[提供された項目]
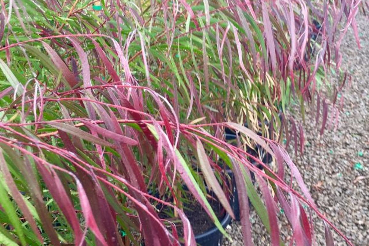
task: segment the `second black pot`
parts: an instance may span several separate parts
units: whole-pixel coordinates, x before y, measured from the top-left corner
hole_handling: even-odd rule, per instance
[[[225,228],[231,221],[231,216],[227,213],[220,224],[223,228]],[[196,243],[201,246],[220,246],[223,241],[223,234],[214,226],[203,233],[195,235],[195,239]]]

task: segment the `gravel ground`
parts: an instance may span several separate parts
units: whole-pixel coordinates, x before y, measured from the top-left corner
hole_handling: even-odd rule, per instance
[[[294,161],[320,211],[354,245],[368,246],[369,19],[358,16],[357,22],[361,49],[358,49],[351,29],[341,45],[341,67],[349,72],[352,80],[351,86],[341,96],[344,101],[337,130],[326,130],[320,137],[320,127],[315,126],[315,117],[308,111],[304,125],[305,153],[303,156],[294,158]],[[330,117],[328,115],[328,121]],[[296,118],[300,121],[299,116]],[[270,245],[269,236],[255,211],[252,209],[251,213],[255,245]],[[289,226],[285,219],[280,217],[280,226],[283,228],[282,236],[288,243],[290,235],[283,233],[290,229],[285,227]],[[316,244],[325,245],[323,223],[315,219]],[[233,242],[226,239],[223,245],[243,245],[239,222],[233,222],[227,231]],[[333,237],[335,245],[346,245],[338,234],[333,234]]]

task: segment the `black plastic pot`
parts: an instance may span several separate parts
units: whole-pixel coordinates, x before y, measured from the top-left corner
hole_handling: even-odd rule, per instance
[[[225,228],[231,223],[231,216],[227,213],[220,222],[223,228]],[[195,235],[196,242],[201,246],[220,246],[223,242],[223,234],[214,226],[204,233]]]

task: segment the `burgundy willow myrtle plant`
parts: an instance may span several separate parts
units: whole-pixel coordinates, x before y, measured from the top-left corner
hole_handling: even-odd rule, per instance
[[[292,94],[303,108],[332,49],[339,65],[359,1],[101,1],[102,11],[92,11],[98,2],[1,2],[1,243],[177,245],[178,225],[159,217],[158,202],[180,218],[181,242],[194,245],[179,188],[185,185],[224,232],[203,185],[231,214],[221,159],[236,177],[245,243],[248,197],[273,245],[277,202],[297,245],[314,237],[306,204],[326,222],[327,245],[329,225],[352,245],[318,211],[286,151],[254,132],[278,139],[280,131],[268,136],[264,120],[282,129],[278,114]],[[319,37],[312,45],[313,35]],[[224,142],[226,127],[262,146],[277,169]],[[301,194],[286,183],[286,165]]]
[[[87,65],[83,68],[88,69]],[[3,177],[0,191],[5,195],[1,198],[1,212],[7,215],[2,217],[2,222],[11,226],[8,232],[3,230],[6,233],[3,243],[38,245],[44,242],[60,245],[61,241],[70,243],[74,238],[75,245],[80,245],[85,241],[92,243],[94,237],[98,244],[127,245],[137,244],[140,236],[137,235],[142,235],[146,245],[177,245],[176,233],[171,233],[170,228],[173,228],[167,220],[158,217],[150,202],[154,200],[176,209],[183,224],[183,242],[195,245],[191,225],[182,208],[176,205],[179,198],[173,187],[185,184],[223,230],[193,174],[197,167],[198,173],[201,174],[198,177],[205,177],[222,205],[230,210],[225,194],[217,188],[220,186],[213,172],[221,176],[221,169],[206,153],[213,152],[220,153],[212,155],[213,159],[215,155],[216,159],[221,158],[236,177],[245,243],[251,242],[247,222],[248,195],[258,209],[266,214],[262,222],[273,245],[279,245],[280,240],[276,201],[285,211],[298,245],[306,239],[311,244],[314,235],[311,222],[299,222],[308,221],[304,219],[308,216],[303,204],[351,243],[318,211],[285,150],[276,142],[244,127],[232,123],[180,123],[171,106],[159,94],[148,87],[121,82],[86,86],[58,95],[44,93],[34,97],[34,94],[33,98],[27,100],[25,95],[30,96],[34,92],[33,89],[24,90],[14,101],[13,108],[2,109],[8,111],[4,117],[14,118],[11,121],[18,118],[20,121],[1,123],[0,165]],[[140,109],[145,104],[143,98],[146,103],[155,105],[155,112]],[[35,106],[35,117],[34,104],[41,101],[42,104]],[[27,120],[37,118],[40,108],[44,115],[54,119]],[[14,110],[19,115],[8,112]],[[53,115],[53,112],[60,112],[60,115]],[[225,127],[239,131],[275,156],[278,171],[274,172],[242,149],[210,133],[214,128]],[[189,146],[197,152],[197,163],[186,155]],[[254,158],[268,171],[256,168],[248,157]],[[296,183],[301,194],[285,181],[285,164],[291,169],[289,178]],[[265,205],[251,183],[250,171],[257,177]],[[148,194],[149,184],[145,178],[149,174],[155,174],[150,177],[151,184],[156,184],[159,190],[164,187],[172,194],[173,200],[165,201]],[[276,200],[268,183],[273,187]],[[28,197],[30,201],[24,199]],[[19,207],[16,210],[14,202]],[[20,220],[20,214],[23,216]],[[22,220],[26,220],[29,225],[22,225]],[[39,226],[43,229],[41,231]],[[71,230],[65,229],[69,226]],[[119,235],[121,229],[127,234],[125,238]],[[331,236],[329,230],[327,232],[326,236],[330,238]]]

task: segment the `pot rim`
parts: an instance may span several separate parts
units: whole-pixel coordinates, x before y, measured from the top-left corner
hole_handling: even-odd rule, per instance
[[[225,215],[224,215],[224,216],[220,222],[220,224],[221,225],[223,228],[225,228],[226,226],[229,225],[231,223],[231,215],[228,213],[226,213]],[[218,229],[218,228],[216,226],[214,226],[205,232],[203,232],[200,234],[195,235],[195,239],[197,240],[202,239],[204,238],[209,236],[211,234],[216,233],[217,231],[218,231],[220,233],[221,233]]]

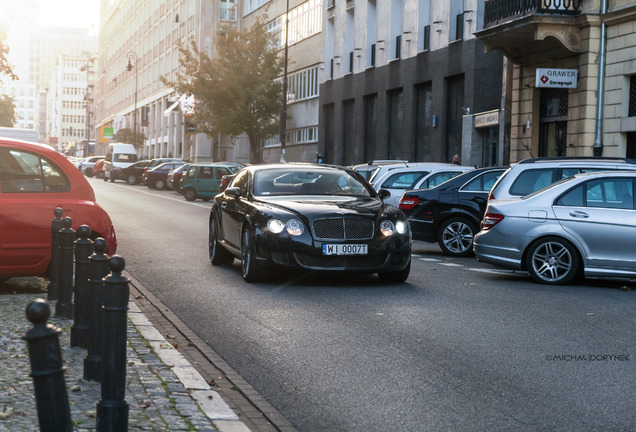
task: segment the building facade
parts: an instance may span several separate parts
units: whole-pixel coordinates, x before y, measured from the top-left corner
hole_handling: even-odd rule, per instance
[[[192,41],[214,55],[217,27],[237,20],[235,2],[102,0],[101,10],[102,66],[96,74],[95,96],[97,136],[102,137],[98,148],[108,143],[105,129],[116,132],[126,127],[143,133],[142,157],[248,160],[249,145],[187,132],[181,95],[160,79],[175,79],[179,47],[189,47]]]
[[[636,2],[486,2],[477,33],[505,54],[510,160],[636,157]]]
[[[287,9],[289,7],[289,10]],[[320,45],[322,0],[271,0],[243,3],[243,26],[265,16],[276,35],[281,57],[287,44],[287,94],[285,160],[313,162],[318,151],[319,84],[322,73]],[[287,19],[286,19],[287,17]],[[289,24],[288,24],[289,23]],[[288,28],[287,28],[288,26]],[[284,79],[284,72],[281,79]],[[281,95],[282,98],[282,95]],[[263,159],[276,162],[281,156],[281,135],[265,137]]]
[[[319,152],[374,159],[503,163],[503,57],[475,38],[478,0],[325,4]]]

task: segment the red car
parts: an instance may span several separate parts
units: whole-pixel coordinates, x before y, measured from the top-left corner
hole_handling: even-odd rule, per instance
[[[0,138],[0,280],[48,274],[56,207],[115,253],[113,223],[75,166],[50,146]]]

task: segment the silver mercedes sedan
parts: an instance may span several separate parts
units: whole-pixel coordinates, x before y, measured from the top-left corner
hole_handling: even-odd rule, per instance
[[[545,284],[577,275],[636,277],[636,172],[578,174],[515,200],[491,200],[475,236],[479,261]]]

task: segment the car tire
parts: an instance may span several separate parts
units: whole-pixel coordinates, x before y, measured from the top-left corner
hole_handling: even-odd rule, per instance
[[[209,231],[210,262],[212,265],[231,264],[234,256],[219,243],[216,217],[210,219]]]
[[[579,272],[580,256],[569,241],[545,237],[530,245],[526,269],[535,281],[549,285],[565,285]]]
[[[409,258],[409,263],[403,270],[398,270],[394,272],[380,272],[378,273],[378,277],[382,282],[390,282],[390,283],[402,283],[405,282],[409,274],[411,273],[411,258]]]
[[[262,277],[256,262],[254,238],[247,226],[241,233],[241,274],[245,282],[258,282]]]
[[[197,193],[194,189],[192,188],[187,188],[186,190],[183,191],[183,196],[185,197],[185,199],[187,199],[188,201],[195,201],[197,199]]]
[[[451,218],[439,227],[437,243],[444,255],[462,257],[473,255],[473,241],[477,228],[465,218]]]

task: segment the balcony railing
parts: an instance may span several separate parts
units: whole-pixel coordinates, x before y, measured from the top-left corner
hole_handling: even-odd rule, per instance
[[[484,24],[530,14],[578,15],[583,0],[486,0]]]

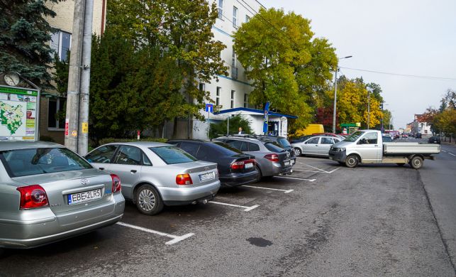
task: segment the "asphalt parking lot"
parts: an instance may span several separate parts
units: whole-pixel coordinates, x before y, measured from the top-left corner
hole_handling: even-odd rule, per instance
[[[206,205],[150,217],[127,203],[119,224],[1,251],[0,276],[454,276],[419,178],[299,157]]]

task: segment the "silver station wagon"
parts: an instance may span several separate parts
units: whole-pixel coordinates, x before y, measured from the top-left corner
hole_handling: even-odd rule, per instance
[[[123,196],[145,214],[155,214],[164,205],[206,203],[220,188],[216,163],[167,143],[108,143],[85,158],[100,170],[118,175]]]
[[[60,144],[0,142],[0,248],[31,248],[114,224],[125,199],[115,175]]]

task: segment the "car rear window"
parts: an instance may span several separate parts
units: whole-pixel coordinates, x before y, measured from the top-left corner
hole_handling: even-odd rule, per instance
[[[291,146],[289,142],[287,140],[287,138],[277,138],[277,142],[280,146],[283,148],[287,147],[287,146]]]
[[[234,147],[231,147],[223,142],[214,141],[212,144],[212,147],[214,148],[214,150],[216,150],[221,154],[223,154],[226,156],[233,156],[243,153],[239,150],[235,148]]]
[[[64,148],[0,151],[0,160],[11,178],[93,168],[84,159]]]
[[[168,165],[198,161],[196,158],[175,146],[150,147],[149,149]]]
[[[267,142],[265,143],[265,146],[269,150],[269,151],[272,152],[282,152],[285,151],[285,149],[282,148],[279,146],[279,144],[274,143],[274,142]]]

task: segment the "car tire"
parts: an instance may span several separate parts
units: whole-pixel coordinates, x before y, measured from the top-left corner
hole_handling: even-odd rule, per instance
[[[258,165],[256,165],[256,167],[257,167],[257,170],[258,171],[258,177],[257,177],[257,180],[256,180],[255,183],[258,183],[258,182],[261,181],[261,179],[263,178],[263,175],[262,175],[262,174],[261,174],[261,170],[260,169]]]
[[[410,161],[410,165],[415,169],[420,169],[423,166],[423,159],[416,156]]]
[[[136,207],[147,215],[156,214],[163,210],[163,200],[157,189],[151,185],[143,185],[135,194]]]
[[[358,165],[358,157],[356,155],[348,155],[345,158],[345,165],[347,168],[355,168]]]

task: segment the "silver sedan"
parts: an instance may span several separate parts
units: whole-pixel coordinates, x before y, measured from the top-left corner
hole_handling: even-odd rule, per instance
[[[291,143],[296,156],[312,155],[329,156],[331,146],[340,141],[339,138],[330,136],[312,136],[307,140]]]
[[[63,146],[0,142],[0,248],[38,246],[123,215],[118,177]]]
[[[167,143],[108,143],[85,158],[100,170],[118,175],[123,196],[145,214],[155,214],[164,205],[207,202],[220,188],[216,163]]]

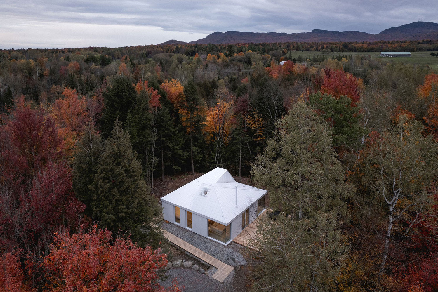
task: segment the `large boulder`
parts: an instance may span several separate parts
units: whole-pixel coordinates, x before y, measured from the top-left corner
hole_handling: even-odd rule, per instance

[指示] 上の項目から、文字列「black」を含む行をすべて見つけ、そのまま書き写すこと。

[期待される出力]
task: segment the `second black pot`
task: segment the `black plastic pot`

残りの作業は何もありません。